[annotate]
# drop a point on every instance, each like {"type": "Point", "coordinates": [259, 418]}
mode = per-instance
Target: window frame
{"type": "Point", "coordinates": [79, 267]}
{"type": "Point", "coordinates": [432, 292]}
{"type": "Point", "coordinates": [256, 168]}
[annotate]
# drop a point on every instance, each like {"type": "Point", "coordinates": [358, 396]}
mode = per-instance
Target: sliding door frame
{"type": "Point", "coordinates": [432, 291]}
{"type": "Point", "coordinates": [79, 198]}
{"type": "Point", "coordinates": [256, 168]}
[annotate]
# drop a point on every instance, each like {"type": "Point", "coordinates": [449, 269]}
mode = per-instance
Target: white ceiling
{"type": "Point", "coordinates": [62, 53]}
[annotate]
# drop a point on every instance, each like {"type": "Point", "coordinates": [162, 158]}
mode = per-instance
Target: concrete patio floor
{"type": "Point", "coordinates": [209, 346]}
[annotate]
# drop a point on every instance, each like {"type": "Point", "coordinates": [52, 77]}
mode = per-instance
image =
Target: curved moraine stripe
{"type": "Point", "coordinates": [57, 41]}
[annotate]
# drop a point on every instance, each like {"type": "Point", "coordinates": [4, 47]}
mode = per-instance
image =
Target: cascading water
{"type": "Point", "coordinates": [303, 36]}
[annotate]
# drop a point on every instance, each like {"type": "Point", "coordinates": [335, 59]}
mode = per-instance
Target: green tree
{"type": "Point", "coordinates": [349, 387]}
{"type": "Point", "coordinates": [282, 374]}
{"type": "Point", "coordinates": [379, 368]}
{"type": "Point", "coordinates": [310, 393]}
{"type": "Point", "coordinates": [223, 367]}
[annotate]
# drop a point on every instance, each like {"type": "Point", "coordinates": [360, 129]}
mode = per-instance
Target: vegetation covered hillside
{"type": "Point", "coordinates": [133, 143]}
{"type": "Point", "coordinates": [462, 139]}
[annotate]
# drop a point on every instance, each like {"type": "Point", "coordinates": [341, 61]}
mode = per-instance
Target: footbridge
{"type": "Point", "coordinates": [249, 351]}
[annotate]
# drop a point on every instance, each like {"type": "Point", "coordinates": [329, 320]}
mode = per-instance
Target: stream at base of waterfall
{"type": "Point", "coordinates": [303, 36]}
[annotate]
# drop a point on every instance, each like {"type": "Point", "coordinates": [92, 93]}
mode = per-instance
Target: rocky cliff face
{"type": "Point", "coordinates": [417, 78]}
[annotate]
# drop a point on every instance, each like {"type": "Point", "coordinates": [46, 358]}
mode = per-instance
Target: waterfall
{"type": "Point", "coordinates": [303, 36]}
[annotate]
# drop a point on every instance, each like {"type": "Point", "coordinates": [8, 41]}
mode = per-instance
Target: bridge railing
□ □ □ □ □ □ □
**Stated exercise**: Take the listing above and set it down exactly.

**Written response**:
[annotate]
# drop a point on every instance, each like {"type": "Point", "coordinates": [259, 418]}
mode = per-instance
Target: window frame
{"type": "Point", "coordinates": [79, 267]}
{"type": "Point", "coordinates": [432, 292]}
{"type": "Point", "coordinates": [256, 168]}
[annotate]
# drop a point on every instance, each like {"type": "Point", "coordinates": [358, 396]}
mode = per-instance
Target: sliding door frame
{"type": "Point", "coordinates": [432, 291]}
{"type": "Point", "coordinates": [79, 198]}
{"type": "Point", "coordinates": [256, 168]}
[annotate]
# drop a point on every instance, each like {"type": "Point", "coordinates": [449, 269]}
mode = per-instance
Target: white ceiling
{"type": "Point", "coordinates": [62, 53]}
[annotate]
# drop a point on every instance, each like {"type": "Point", "coordinates": [162, 158]}
mode = per-instance
Target: concrete patio floor
{"type": "Point", "coordinates": [209, 346]}
[annotate]
# drop a point on every instance, each like {"type": "Point", "coordinates": [52, 77]}
mode = per-instance
image =
Target: curved moraine stripe
{"type": "Point", "coordinates": [57, 41]}
[annotate]
# drop a point on every instance, each like {"type": "Point", "coordinates": [4, 47]}
mode = per-instance
image =
Target: cascading water
{"type": "Point", "coordinates": [303, 36]}
[annotate]
# drop a point on every instance, each like {"type": "Point", "coordinates": [335, 59]}
mode = per-instance
Target: green tree
{"type": "Point", "coordinates": [349, 387]}
{"type": "Point", "coordinates": [282, 374]}
{"type": "Point", "coordinates": [379, 368]}
{"type": "Point", "coordinates": [310, 393]}
{"type": "Point", "coordinates": [223, 367]}
[annotate]
# drop a point on every instance, each like {"type": "Point", "coordinates": [360, 129]}
mode = per-instance
Target: vegetation covered hillside
{"type": "Point", "coordinates": [133, 143]}
{"type": "Point", "coordinates": [462, 139]}
[annotate]
# drop a point on every instance, each like {"type": "Point", "coordinates": [341, 61]}
mode = per-instance
Target: footbridge
{"type": "Point", "coordinates": [249, 351]}
[annotate]
# drop a point on every instance, each like {"type": "Point", "coordinates": [329, 320]}
mode = per-instance
Target: stream at base of waterfall
{"type": "Point", "coordinates": [303, 36]}
[annotate]
# drop a point on every instance, each like {"type": "Point", "coordinates": [92, 93]}
mode = per-instance
Target: rocky cliff face
{"type": "Point", "coordinates": [417, 78]}
[annotate]
# drop a point on every instance, each like {"type": "Point", "coordinates": [46, 358]}
mode = per-instance
Target: waterfall
{"type": "Point", "coordinates": [303, 36]}
[annotate]
# drop a point on every instance, each like {"type": "Point", "coordinates": [8, 41]}
mode = per-instance
Target: bridge railing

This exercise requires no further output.